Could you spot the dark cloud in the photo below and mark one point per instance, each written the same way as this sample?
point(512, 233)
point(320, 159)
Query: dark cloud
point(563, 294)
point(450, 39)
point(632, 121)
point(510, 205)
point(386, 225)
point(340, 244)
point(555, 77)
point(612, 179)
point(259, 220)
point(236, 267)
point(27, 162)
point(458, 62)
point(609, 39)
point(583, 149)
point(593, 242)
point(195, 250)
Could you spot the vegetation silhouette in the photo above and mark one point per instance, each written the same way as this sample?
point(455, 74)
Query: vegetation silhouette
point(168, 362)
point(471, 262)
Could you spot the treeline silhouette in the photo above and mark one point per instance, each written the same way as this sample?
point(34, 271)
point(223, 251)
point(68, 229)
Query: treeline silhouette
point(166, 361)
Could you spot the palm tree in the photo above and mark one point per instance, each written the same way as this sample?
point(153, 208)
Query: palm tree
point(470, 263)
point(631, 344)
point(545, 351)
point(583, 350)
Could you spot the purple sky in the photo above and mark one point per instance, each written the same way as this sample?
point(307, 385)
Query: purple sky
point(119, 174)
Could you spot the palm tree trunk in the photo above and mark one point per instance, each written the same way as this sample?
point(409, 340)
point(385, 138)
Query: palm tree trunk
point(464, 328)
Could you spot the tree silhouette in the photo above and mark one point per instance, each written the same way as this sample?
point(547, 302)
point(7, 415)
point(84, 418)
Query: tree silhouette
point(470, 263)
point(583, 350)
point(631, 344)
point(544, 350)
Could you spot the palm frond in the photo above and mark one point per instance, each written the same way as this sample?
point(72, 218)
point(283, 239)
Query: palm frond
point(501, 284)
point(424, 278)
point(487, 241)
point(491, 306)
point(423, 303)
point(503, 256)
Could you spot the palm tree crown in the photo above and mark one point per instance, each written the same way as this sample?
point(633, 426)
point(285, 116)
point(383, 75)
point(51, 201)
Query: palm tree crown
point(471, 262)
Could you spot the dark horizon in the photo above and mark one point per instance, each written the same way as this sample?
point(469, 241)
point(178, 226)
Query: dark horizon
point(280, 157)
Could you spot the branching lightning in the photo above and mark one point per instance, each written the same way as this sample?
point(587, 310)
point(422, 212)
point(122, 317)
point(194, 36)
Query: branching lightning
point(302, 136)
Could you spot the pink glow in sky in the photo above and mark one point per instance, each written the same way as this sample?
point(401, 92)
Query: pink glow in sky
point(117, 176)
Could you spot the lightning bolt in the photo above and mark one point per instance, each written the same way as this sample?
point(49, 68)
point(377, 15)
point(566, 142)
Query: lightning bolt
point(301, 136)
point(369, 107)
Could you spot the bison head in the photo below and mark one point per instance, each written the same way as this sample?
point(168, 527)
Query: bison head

• _WHAT IS NEEDED_: Convert each line of the records above into a Markdown table with two columns, Row and Line, numbering rows sequentially and skipping blank lines.

• _TASK OUTPUT_:
| Row | Line |
|---|---|
| 1 | Could you spot the dark cloud in the photo below and mark one point per instance, each written the same way as this sample? |
| 2 | point(512, 233) |
| 3 | point(320, 159) |
| 4 | Query: dark cloud |
| 5 | point(563, 294) |
| 6 | point(450, 39) |
| 7 | point(632, 121) |
| 8 | point(510, 205) |
| 9 | point(386, 225) |
| 10 | point(340, 244) |
| 11 | point(555, 77) |
| 12 | point(612, 179) |
| 13 | point(259, 220) |
| 14 | point(236, 267) |
| 15 | point(27, 162) |
| 16 | point(458, 62) |
| 17 | point(609, 39) |
| 18 | point(583, 149) |
| 19 | point(593, 242) |
| 20 | point(195, 250) |
| 21 | Could you spot the vegetation silhouette in the photo above and mark one point per instance, each written the same way as this sample? |
| 22 | point(455, 74) |
| 23 | Query: vegetation silhouette |
| 24 | point(168, 362) |
| 25 | point(471, 262) |
| 26 | Could you spot the treeline silhouette in the photo above and mark one point per instance, each written the same way as this sample? |
| 27 | point(34, 271) |
| 28 | point(223, 251) |
| 29 | point(68, 229) |
| 30 | Query: treeline silhouette |
| 31 | point(166, 361) |
| 32 | Could you spot the palm tree in the photo above and mark one point per instance, each written the same way as this sample? |
| 33 | point(153, 208) |
| 34 | Query: palm tree |
| 35 | point(470, 263) |
| 36 | point(631, 344) |
| 37 | point(545, 351) |
| 38 | point(583, 350) |
| 39 | Could you spot the purple sky in the photo above and mark one point per instance, each written the same way as this sample? |
| 40 | point(307, 385) |
| 41 | Query: purple sky |
| 42 | point(119, 174) |
| 43 | Could you spot the palm tree trunk in the photo above and mark one point per instance, each written the same way as this sample? |
| 44 | point(409, 340) |
| 45 | point(385, 138) |
| 46 | Query: palm tree trunk |
| 47 | point(464, 328) |
| 48 | Could you spot the tree silhouette in the photo above and mark one point per instance, each written the same way as this sample? |
| 49 | point(547, 302) |
| 50 | point(7, 415) |
| 51 | point(84, 418) |
| 52 | Query: tree silhouette |
| 53 | point(470, 263) |
| 54 | point(583, 350) |
| 55 | point(631, 344) |
| 56 | point(544, 350) |
| 57 | Could you spot the palm frond in the photo above and mark one point per instance, each written the same way as this sample? |
| 58 | point(72, 218) |
| 59 | point(283, 239) |
| 60 | Query: palm frond |
| 61 | point(501, 284) |
| 62 | point(424, 278) |
| 63 | point(487, 241) |
| 64 | point(491, 306) |
| 65 | point(423, 303) |
| 66 | point(503, 256) |
| 67 | Could you spot the palm tree crown in the photo above and mark one point per instance, each written the same way as this sample? |
| 68 | point(633, 426) |
| 69 | point(285, 116) |
| 70 | point(383, 75) |
| 71 | point(51, 201) |
| 72 | Query: palm tree crown |
| 73 | point(471, 262) |
| 74 | Could you spot the dark horizon in the photo above and mark one point per instance, each written the same way as this sample? |
| 75 | point(469, 241) |
| 76 | point(178, 226) |
| 77 | Query: dark horizon |
| 78 | point(280, 157) |
| 79 | Could you spot the branching lightning in the photo above and mark one point per instance, each written the same way as this sample? |
| 80 | point(587, 310) |
| 81 | point(422, 212) |
| 82 | point(122, 317) |
| 83 | point(194, 36) |
| 84 | Query: branching lightning |
| 85 | point(302, 136) |
| 86 | Could you spot the pink glow in sky in the photo above and mark one point per instance, each written the same way as this sample? |
| 87 | point(401, 92) |
| 88 | Query: pink glow in sky |
| 89 | point(117, 176) |
| 90 | Could you spot the lightning bolt in the photo above and mark one point per instance, each written the same way as this sample? |
| 91 | point(49, 68) |
| 92 | point(377, 15) |
| 93 | point(566, 142) |
| 94 | Query: lightning bolt |
| 95 | point(301, 136) |
| 96 | point(369, 107) |
| 97 | Could you spot the bison head in the photo below and mark one point per instance, each written the same way as this sample? |
| 98 | point(168, 527) |
| 99 | Query: bison head |